**Study text:**
2. Preparation of cells

NOTE: Work inside the cell culture hood every time cell lines, solutions, material, or any product to be used during cell culture manipulation is handled. When manipulating liquids for cell culture, always use sterilized serological pipettes or micropipettes with sterilized tips. Always fulfill and follow all the safety requirements indicated in the institution's laboratory safety manual during the whole protocol.

  1. Prepare the complete cell culture media for each cell line as described below.
    1. For HCT116, prepare McCoy's 5A medium with 10% of fetal bovine serum (FBS).
    2. For PrEC, prepare prostate epithelial cell basal medium with the prostate epithelial cell growth kit.
  2. Use three 100 mm culture plates (55 cm2 surface area) for KD experiments, one for each oligonucleotide to be used: ASO targeting the lncRNA, ASO to be used as a positive control (ASO-MALAT1) and ASO to be used as a negative control (ASO-lacZ).
  3. Use two 35 mm culture plates (9 cm2 in surface area) to be used as checkpoints for KD between cell passages, one of which will be transfected with complete transfection media for ASO-lncRFC4 and the other for ASO-lacZ.
    NOTE: Transfection was planned according to the lipid-based transfection reagent (see Table of Materials) manufacturer´s procedures and protocols previously reported41,42.
  4. Seed cells to a density of 1 x 104 cells/cm2 in cell culture dishes. Incubate at 37 °C in the incubator using 5% CO2 in air until cells reach 50% confluency (when 50% of the surface is covered by the cell monolayer). With a confluence of 50%, cells are ready to be transfected for this protocol.
    ​NOTE: For transfection of ASO-lncRFC4 and ASO-lacZ, one 100 mm dish and one 35 mm dish were seeded. For transfection of ASO-MALAT1, only a 100 mm dish was seeded (Figure 3A).

Stored items:
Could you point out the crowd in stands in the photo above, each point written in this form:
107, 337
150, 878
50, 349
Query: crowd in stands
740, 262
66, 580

**Work order:**
According to the cell preparation protocol, what confluency must the cells reach before they are ready to be transfected? Answer from the text alone.

**Response box:**
50% confluency, when half of the surface is covered by the cell monolayer.